Tareas por realizar:
1. Responde a estas preguntas sobre el texto de Navarra:
(a) ¿En qué año fue coronado Eneko Aritza?
(b) ¿Desde dónde y hasta dónde se extendía originalmente el territorio de Navarra?
(c) ¿Qué expresión latina usó el Príncipe de Viana y cómo la traduce el texto?
2. Sigue escribiendo el texto sobre la independencia de Navarra a partir de su última oración.

La conquista de la independencia es, por tanto, algo que celebrar, ya que abre las puertas de la felicidad humana, la harmonía entre los pueblos, y refleja la voluntad de las naciones al unísono de sus aspiraciones.

Pero estos conceptos no son universales. Pocos autores dudan que Navarra fue un estado independiente de iure y de facto durante mil años, desde que Eneko Aritza fue coronado en 824 hasta el verano de 1841. Es una realidad contundentemente documentada.

Debería ser algo fácil de escribir: “Navarra fue un estado independiente durante mil años”. Pero para algunos no es fácil de enunciar. En castellano se suele traducir así: “Navarra es una de las actuales comunidades autónomas españolas que durante algún tiempo disfrutó de un régimen jurídico propio”.

Legislación original

Lo voy a repetir para que resulte más fácil de decir: “Navarra fue un estado independiente durante diez siglos”. Es mucho lo que esto significa. Significa que, para asegurar su existencia como nación, la identidad y felicidad de sus habitantes y la preservación de sus libertades, este pueblo creó, defendió y mantuvo un estado durante mil años. Su territorio se extendía originalmente desde Atapuerca hasta Ribagorza. Prueba de ello son los torreones defensivos que se erigieron para defender sus fronteras. Entre 1035 y 1200 estados vecinos conquistaron sendos territorios al este y al oeste de la vieja Iruñea. El Príncipe de Viana lo describió así: “Utrimque roditur”, me roen por todas partes.

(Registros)
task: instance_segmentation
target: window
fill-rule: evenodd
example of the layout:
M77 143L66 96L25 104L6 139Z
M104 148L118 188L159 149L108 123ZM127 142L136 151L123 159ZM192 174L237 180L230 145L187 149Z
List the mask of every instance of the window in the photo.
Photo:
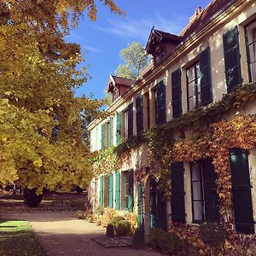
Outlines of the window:
M193 222L218 221L216 172L210 159L191 164Z
M188 110L201 107L199 62L187 69Z
M256 20L246 26L249 81L256 81Z

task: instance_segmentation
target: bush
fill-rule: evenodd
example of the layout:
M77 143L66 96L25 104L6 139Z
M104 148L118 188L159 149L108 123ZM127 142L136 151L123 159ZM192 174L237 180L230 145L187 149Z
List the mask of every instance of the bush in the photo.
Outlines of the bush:
M224 230L220 224L205 222L200 225L199 230L201 241L211 247L217 247L224 241Z
M117 236L127 236L131 233L131 224L127 220L120 220L115 225Z
M144 232L140 230L136 230L132 238L132 247L139 250L144 247L145 237Z
M181 241L174 233L164 232L157 239L157 246L163 253L177 253L181 246Z
M107 226L106 235L108 237L113 237L114 236L114 226L113 224L109 224Z
M37 189L24 188L24 203L30 207L37 207L43 199L43 194L37 195Z
M76 213L76 218L79 219L85 219L85 218L86 218L85 212L83 211L79 211Z
M124 217L122 216L113 216L109 224L113 224L114 226L116 225L116 224L120 221L120 220L125 220Z
M162 236L166 231L163 229L154 228L150 231L150 244L154 247L157 247L157 240L160 236Z
M104 207L103 206L96 206L94 210L94 213L97 215L104 214Z

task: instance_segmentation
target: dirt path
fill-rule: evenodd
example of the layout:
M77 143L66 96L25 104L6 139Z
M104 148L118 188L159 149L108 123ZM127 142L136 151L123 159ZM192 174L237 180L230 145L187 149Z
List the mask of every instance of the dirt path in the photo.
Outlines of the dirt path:
M76 219L74 212L0 212L0 218L28 220L39 242L49 256L154 256L156 252L131 248L104 248L91 238L104 236L105 229Z

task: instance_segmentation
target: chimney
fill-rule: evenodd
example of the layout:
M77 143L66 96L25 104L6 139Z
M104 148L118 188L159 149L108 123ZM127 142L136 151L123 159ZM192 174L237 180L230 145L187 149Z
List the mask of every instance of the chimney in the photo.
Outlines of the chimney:
M201 8L198 7L195 9L195 14L189 18L189 23L193 22L195 19L201 14Z

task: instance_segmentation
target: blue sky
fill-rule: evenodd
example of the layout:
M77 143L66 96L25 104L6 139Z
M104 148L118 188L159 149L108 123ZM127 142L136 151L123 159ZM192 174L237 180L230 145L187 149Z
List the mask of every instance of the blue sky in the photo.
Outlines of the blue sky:
M197 7L205 8L210 0L116 0L125 16L110 13L100 1L96 21L84 16L67 39L79 43L91 77L78 89L76 96L93 94L104 97L109 74L121 63L119 50L137 41L145 45L153 26L156 29L178 34L188 24Z

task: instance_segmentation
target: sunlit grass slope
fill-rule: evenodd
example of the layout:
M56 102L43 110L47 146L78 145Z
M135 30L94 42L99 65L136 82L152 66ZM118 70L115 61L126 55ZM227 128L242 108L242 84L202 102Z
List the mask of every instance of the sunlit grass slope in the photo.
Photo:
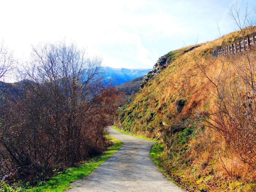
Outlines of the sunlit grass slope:
M247 28L243 32L245 36L250 36L255 34L256 28ZM218 100L215 82L202 75L199 67L204 68L210 79L218 79L230 61L212 58L211 51L242 38L241 33L235 32L169 52L166 55L169 57L168 66L118 112L115 123L118 129L164 144L161 155L158 154L155 159L171 177L190 190L255 190L253 178L256 177L247 176L245 169L242 174L242 169L236 170L232 175L225 171L223 165L228 166L234 159L226 158L226 162L222 162L225 155L220 149L225 142L203 122L215 112Z

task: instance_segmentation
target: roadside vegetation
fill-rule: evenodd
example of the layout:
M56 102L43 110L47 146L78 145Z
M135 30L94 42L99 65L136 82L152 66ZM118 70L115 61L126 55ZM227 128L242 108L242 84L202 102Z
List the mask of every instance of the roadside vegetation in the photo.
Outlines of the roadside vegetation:
M111 146L99 155L81 162L78 167L63 170L62 172L58 173L56 176L49 178L47 181L39 182L38 186L34 187L30 185L29 182L25 183L21 181L11 187L2 181L0 185L0 191L63 192L71 188L71 183L90 175L93 170L121 148L123 144L122 142L110 136L107 136L110 140Z
M33 47L20 63L2 45L0 78L17 81L0 89L0 188L40 184L109 146L105 128L121 96L100 58L63 41Z
M211 55L256 35L255 26L239 27L167 54L175 53L168 66L116 119L119 129L161 142L152 157L189 191L256 191L255 44L236 54Z

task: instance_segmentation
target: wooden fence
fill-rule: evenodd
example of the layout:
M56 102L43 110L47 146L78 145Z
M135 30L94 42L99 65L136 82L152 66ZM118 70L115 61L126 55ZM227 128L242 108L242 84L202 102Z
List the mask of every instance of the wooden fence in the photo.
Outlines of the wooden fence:
M244 41L234 43L223 46L212 52L213 57L217 57L227 54L232 54L244 51L246 47L248 48L256 44L256 36L246 38Z

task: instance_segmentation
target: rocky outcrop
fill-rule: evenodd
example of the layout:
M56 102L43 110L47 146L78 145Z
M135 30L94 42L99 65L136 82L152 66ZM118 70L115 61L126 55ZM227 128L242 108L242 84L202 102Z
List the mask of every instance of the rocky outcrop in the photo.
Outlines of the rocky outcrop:
M143 81L141 84L140 89L145 86L148 80L153 77L156 77L161 71L166 68L168 65L168 56L166 55L158 59L156 63L153 67L153 70L148 72L147 74L144 76L142 79Z

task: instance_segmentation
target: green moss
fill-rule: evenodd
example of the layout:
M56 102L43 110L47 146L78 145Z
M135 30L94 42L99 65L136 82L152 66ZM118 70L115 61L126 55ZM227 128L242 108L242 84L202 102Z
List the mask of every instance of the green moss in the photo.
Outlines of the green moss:
M99 156L84 162L79 167L68 169L65 173L50 178L43 186L27 189L19 188L15 190L2 182L0 185L0 192L63 192L71 188L71 183L89 175L121 148L123 143L122 142L109 136L113 142L113 144Z

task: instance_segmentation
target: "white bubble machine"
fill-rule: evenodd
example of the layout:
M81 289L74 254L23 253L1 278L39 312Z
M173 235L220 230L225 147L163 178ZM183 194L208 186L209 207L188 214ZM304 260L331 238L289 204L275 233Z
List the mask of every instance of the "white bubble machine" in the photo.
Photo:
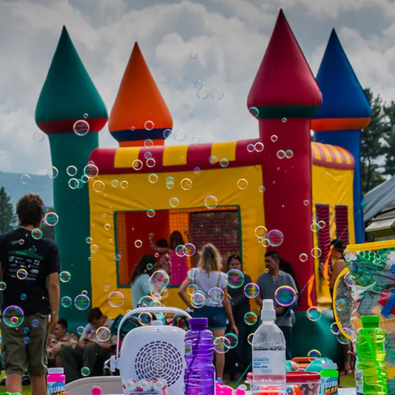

Respuestas:
1.
(a) En 824.
(b) Desde Atapuerca hasta Ribagorza.
(c) "Utrimque roditur", que el texto traduce como "me roen por todas partes".

2.
Pero el estado navarro conservó su legislación original, los fueros, y sus instituciones intactas. Esto significa que sustentó un poder ejecutivo, legislativo, judicial y administrativo propios, además de un sistema fiscal privativo, con aduanas y fronteras a todo lo largo de su perímetro nacional. Las Cortes legislaron hasta su última sesión en 1829 sobre todos los aspectos referentes a la vida de sus ciudadanos, sin más limitación que la que aquella asamblea soberana se impuso a sí misma y la que la naturaleza confederal del reino exigía. Ciudades como Estella, Nájera, Donostia, Sanguesa y Mutriku o valles como Larraun, Baztan, Durango y Erronkari, entre todos los demás, tenían sus propias leyes y gobierno.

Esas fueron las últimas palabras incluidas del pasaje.